*WHAT YOU ARE ASKED TO DO:* Starting with the line that contains "Could you point to the seedling" and going on through the end of the records, write those lines out again with "photo" switched to "image" and everything else unchanged.
[START OF DATA FOR PROCESSING]
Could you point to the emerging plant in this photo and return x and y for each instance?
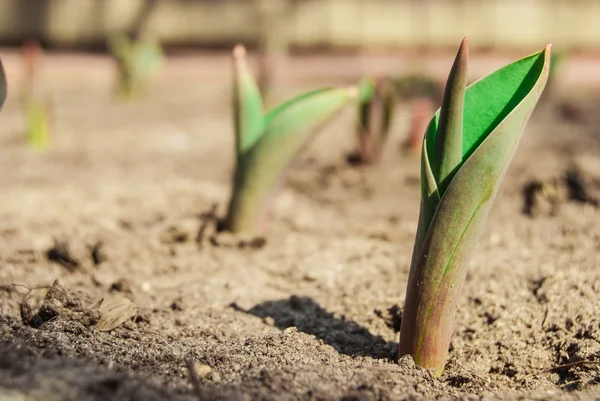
(267, 143)
(375, 113)
(3, 85)
(467, 149)
(36, 102)
(138, 61)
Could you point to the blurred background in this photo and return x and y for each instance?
(70, 57)
(311, 24)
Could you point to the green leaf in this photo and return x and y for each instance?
(288, 128)
(490, 100)
(3, 86)
(248, 107)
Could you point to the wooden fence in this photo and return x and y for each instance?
(494, 24)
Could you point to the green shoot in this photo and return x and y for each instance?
(3, 85)
(266, 143)
(467, 149)
(36, 102)
(138, 61)
(375, 114)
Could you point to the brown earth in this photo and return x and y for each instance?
(113, 211)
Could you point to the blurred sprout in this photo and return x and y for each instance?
(3, 85)
(138, 61)
(36, 102)
(266, 143)
(375, 114)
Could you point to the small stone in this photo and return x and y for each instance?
(202, 370)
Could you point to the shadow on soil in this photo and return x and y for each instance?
(307, 316)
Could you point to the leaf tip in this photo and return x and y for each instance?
(239, 51)
(463, 53)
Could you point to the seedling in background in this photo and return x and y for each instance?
(138, 61)
(467, 149)
(36, 102)
(3, 85)
(424, 93)
(375, 114)
(266, 143)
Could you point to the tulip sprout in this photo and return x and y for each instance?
[END OF DATA FOR PROCESSING]
*RESULT FOR THIS TASK:*
Could you point to the seedling in background in this image and return x and y for each instance?
(138, 61)
(467, 149)
(36, 102)
(3, 85)
(424, 93)
(375, 114)
(266, 143)
Could you point to the tulip sprout in this image and return x and y for each instance?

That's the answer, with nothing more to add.